• _EXTRACT PROVIDED_
* * * *

# Ventral Fin Injury



## titusthebetta (Sep 2, 2011)

I don't have any good pictures of it yet, but Nero's one ventral fin seems to be completely shredded and bent oddly. He always keeps it tucked up against him, but I can see that it looks kind of bad. Do ventral fins regrow like the other fins? Is there anything that I can do to help his discomfort?


----------



## Sakura8 (May 12, 2011)

I'm pretty sure ventrals will grow back too. Lots of clean water and API Stress Coat should help the process along. Any idea how it happened?


----------



## titusthebetta (Sep 2, 2011)

Sakura8 said:


> I'm pretty sure ventrals will grow back too. Lots of clean water and API Stress Coat should help the process along. Any idea how it happened?


I'm not sure if he injured it or of it's from fin rot. I noticed one day that both ventral fins seemed like they had some skin missing, but while the other one has grown back, the problem one got worse.


----------



## Sakura8 (May 12, 2011)

No other fins are affected? Hmm. If it was fin rot, I'd think other fins would be affected too. And they usually don't get rot in their ventrals. I'm wondering if he injured it. If it looks really bad, you can add 1 tsp of aquarium salt per gallon to his tank to help ward off further infection. Move him into a QT tank if you have cory cats or live plants in his tank, though. Poor guy, hope he heals up fast.

* * * *

• _DATA SEGMENT_
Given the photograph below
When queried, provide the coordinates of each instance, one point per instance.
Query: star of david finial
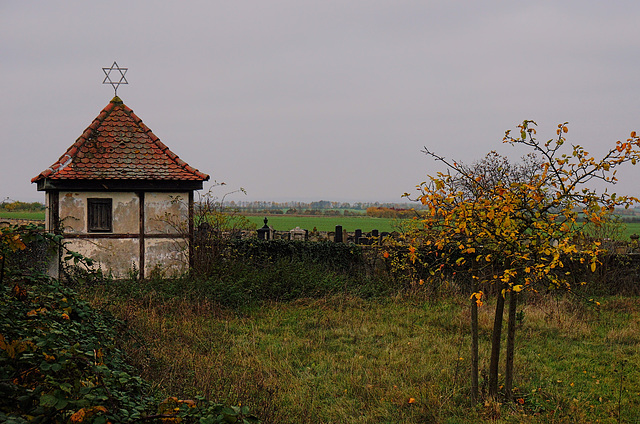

* * * *

• _EXERCISE REQUIREMENTS_
Reproduce the passage of the ventral fin injury thread above, starting with "I don't have" and going on through "help his discomfort?".

• _WRITTEN SOLUTION_
I don't have any good pictures of it yet, but Nero's one ventral fin seems to be completely shredded and bent oddly. He always keeps it tucked up against him, but I can see that it looks kind of bad. Do ventral fins regrow like the other fins? Is there anything that I can do to help his discomfort?